▶ [TRY IT]
In your copy, leave out the pictures and repeat the entries below exactly.

▶ [EXCERPTED DATA]
▬▬▬▬▬▬

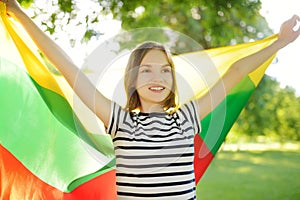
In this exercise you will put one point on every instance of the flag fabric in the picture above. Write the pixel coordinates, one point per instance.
(47, 152)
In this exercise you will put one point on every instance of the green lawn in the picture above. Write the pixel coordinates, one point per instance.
(252, 175)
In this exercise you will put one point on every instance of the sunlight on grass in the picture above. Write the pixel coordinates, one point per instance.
(252, 175)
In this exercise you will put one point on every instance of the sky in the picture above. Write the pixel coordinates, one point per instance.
(286, 69)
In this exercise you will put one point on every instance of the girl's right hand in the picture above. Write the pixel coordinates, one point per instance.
(12, 6)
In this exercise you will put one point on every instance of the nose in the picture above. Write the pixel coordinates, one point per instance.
(157, 77)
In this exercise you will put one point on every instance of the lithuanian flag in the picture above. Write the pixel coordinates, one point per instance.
(48, 152)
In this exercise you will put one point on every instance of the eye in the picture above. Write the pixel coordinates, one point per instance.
(167, 69)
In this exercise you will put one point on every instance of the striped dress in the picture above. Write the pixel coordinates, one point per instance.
(154, 153)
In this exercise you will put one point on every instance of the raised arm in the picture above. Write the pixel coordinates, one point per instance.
(77, 79)
(246, 65)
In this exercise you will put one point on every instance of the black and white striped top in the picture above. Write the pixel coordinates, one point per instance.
(155, 153)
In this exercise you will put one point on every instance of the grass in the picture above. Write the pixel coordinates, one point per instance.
(249, 175)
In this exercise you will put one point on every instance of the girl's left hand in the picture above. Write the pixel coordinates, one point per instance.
(287, 34)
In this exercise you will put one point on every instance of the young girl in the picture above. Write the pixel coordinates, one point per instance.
(152, 136)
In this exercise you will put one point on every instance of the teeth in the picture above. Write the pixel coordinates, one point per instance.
(156, 88)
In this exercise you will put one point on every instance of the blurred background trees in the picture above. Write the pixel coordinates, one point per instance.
(272, 111)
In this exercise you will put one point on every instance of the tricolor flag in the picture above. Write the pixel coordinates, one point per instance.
(47, 152)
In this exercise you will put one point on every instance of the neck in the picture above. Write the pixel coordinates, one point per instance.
(151, 108)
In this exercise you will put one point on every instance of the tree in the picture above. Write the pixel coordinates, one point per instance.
(271, 111)
(211, 23)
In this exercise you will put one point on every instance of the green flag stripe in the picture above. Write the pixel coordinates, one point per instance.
(41, 142)
(216, 125)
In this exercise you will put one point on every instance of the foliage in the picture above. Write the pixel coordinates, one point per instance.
(211, 23)
(271, 111)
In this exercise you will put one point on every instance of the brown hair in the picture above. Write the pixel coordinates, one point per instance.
(131, 74)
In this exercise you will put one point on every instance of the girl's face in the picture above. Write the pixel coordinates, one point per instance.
(154, 81)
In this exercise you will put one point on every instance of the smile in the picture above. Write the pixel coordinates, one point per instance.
(157, 88)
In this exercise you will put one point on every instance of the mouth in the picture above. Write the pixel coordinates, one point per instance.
(156, 88)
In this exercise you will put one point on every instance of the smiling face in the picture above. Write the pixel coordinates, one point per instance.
(147, 81)
(154, 81)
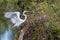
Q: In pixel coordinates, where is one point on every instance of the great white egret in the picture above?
(15, 18)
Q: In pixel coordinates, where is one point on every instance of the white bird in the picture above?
(15, 18)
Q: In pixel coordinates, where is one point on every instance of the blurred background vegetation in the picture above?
(48, 29)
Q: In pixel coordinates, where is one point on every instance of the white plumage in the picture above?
(15, 18)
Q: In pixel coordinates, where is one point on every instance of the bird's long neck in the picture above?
(25, 16)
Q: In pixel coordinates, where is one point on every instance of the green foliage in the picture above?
(49, 7)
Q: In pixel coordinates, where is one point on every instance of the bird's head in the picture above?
(26, 12)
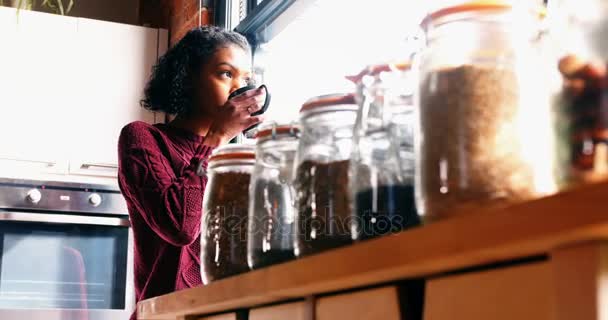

▬▬▬▬▬▬

▶ [RESULT]
In this exercise you will put one point on every instance of the flag fabric in the picture above. Write the pixel coordinates, one point per instance.
(47, 152)
In this exercise you will put one point on every instance of the green lawn in the picture above. Write the pixel coordinates, one point per instance.
(252, 175)
In this exercise you will put one point on every instance of the sunlight on grass in the picture above. Write the pixel coordinates, one point per instance.
(252, 175)
In this exercise you will put one point on every instance of the sky in the picture above. Write the pixel coordinates, one point per instance.
(286, 69)
In this exercise you will put one point on every instance of the girl's right hand in the picture above. Write the pixel coordinates, one point per instance.
(12, 6)
In this exercise you will put one point on every instance of the nose in the picture above. Write the pixel coordinates, one point per instance.
(157, 77)
In this exercise you will put one point on every instance of the lithuanian flag in the picture above. Write the pixel coordinates, one point per instance.
(48, 152)
In this exercise you will put one point on every instance of the eye in the picture above. Write the pixel coordinates, one point per instance.
(167, 69)
In this exercise you will put one point on every instance of the striped dress in the picture above. Write the pixel coordinates, one point per instance.
(154, 153)
In this exercise you will put one point on every instance of the raised arm in the picture above. Write the pixel coordinates, one point per instance.
(77, 79)
(246, 65)
In this exercise you will put one point on every instance of the black and white striped top in the picture above. Write the pixel coordinates, one point per instance.
(155, 153)
In this exercise you will put one point on every instance of the grass in the picture above. Write the pixel coordinates, one point per instance.
(249, 175)
In this exercise you will put one point on every instance of the girl's left hand in the picture above. Write the pixel coordinates, one point per instance.
(287, 34)
In this exercise you will put one point on every instance of the young girl in the picture above. Write the pixel coordinates, one point per instance.
(152, 136)
In this exercise you will put one point on every instance of the teeth in the picture above. Write the pixel coordinates, one point per instance.
(156, 88)
In this exercise you will put one point on every instance of the blurred background trees in the picture above. Write the pixel coordinates, one point per instance.
(272, 111)
In this exercise you will put one point on every instance of the tricolor flag in the picture above. Write the pixel coordinates, one point per instance.
(47, 152)
In this exercise you will put one point on every instance of the neck in the picture above. Write the pixel coordinates, one point per instance.
(151, 108)
In this exercise you will put one point on every instance of the tree in the picture above. Write the pixel coordinates, one point per instance.
(271, 111)
(211, 23)
In this exercise you will put one point on every instance of the green flag stripe in the picture above. Write the pixel coordinates, one point per instance.
(41, 142)
(216, 125)
In this exercise you will put one point on every instance of the foliage in the picture above. Write the pixel coordinates, one point per instance.
(211, 23)
(271, 111)
In this exercise you will put one point on every instance of the brown hair in the picture above. Write the pixel coordinates, one point per instance.
(131, 74)
In this exercise you will put one point on every instance of the girl's face in the picture above. Write the pixel coordinates, one point per instance.
(154, 81)
In this exercise you will put one point on every instance of the smile in the picture above. Write the pixel coordinates, one point per instance.
(157, 88)
In this exercise you will put one point on every instance of the mouth in the picture above. Write the pixel coordinates, one point per instance.
(156, 88)
In this exercise you will put one point on every instance of the smiling face in the picture above. Write the pixel coordinates, one point per instance.
(147, 81)
(154, 81)
Q: In pixel coordinates, where is one point on every instance of the great white egret in the picture above?
(15, 18)
Q: In pixel coordinates, where is one point on every instance of the white bird in the picture above?
(15, 18)
Q: In pixel coordinates, where is one point on every instance of the blurred background vegetation in the picture above?
(48, 29)
Q: In pixel coordinates, where is one point on every instance of the white plumage in the picture above?
(15, 18)
Q: In pixel coordinates, where is one point on every instance of the bird's long neck in the picture above?
(25, 16)
Q: In pixel coordinates, where is one point on every instance of the green foliage in the picture above?
(49, 7)
Q: In pixel coordinates, where is one point on every instance of the bird's head in the picture above?
(26, 12)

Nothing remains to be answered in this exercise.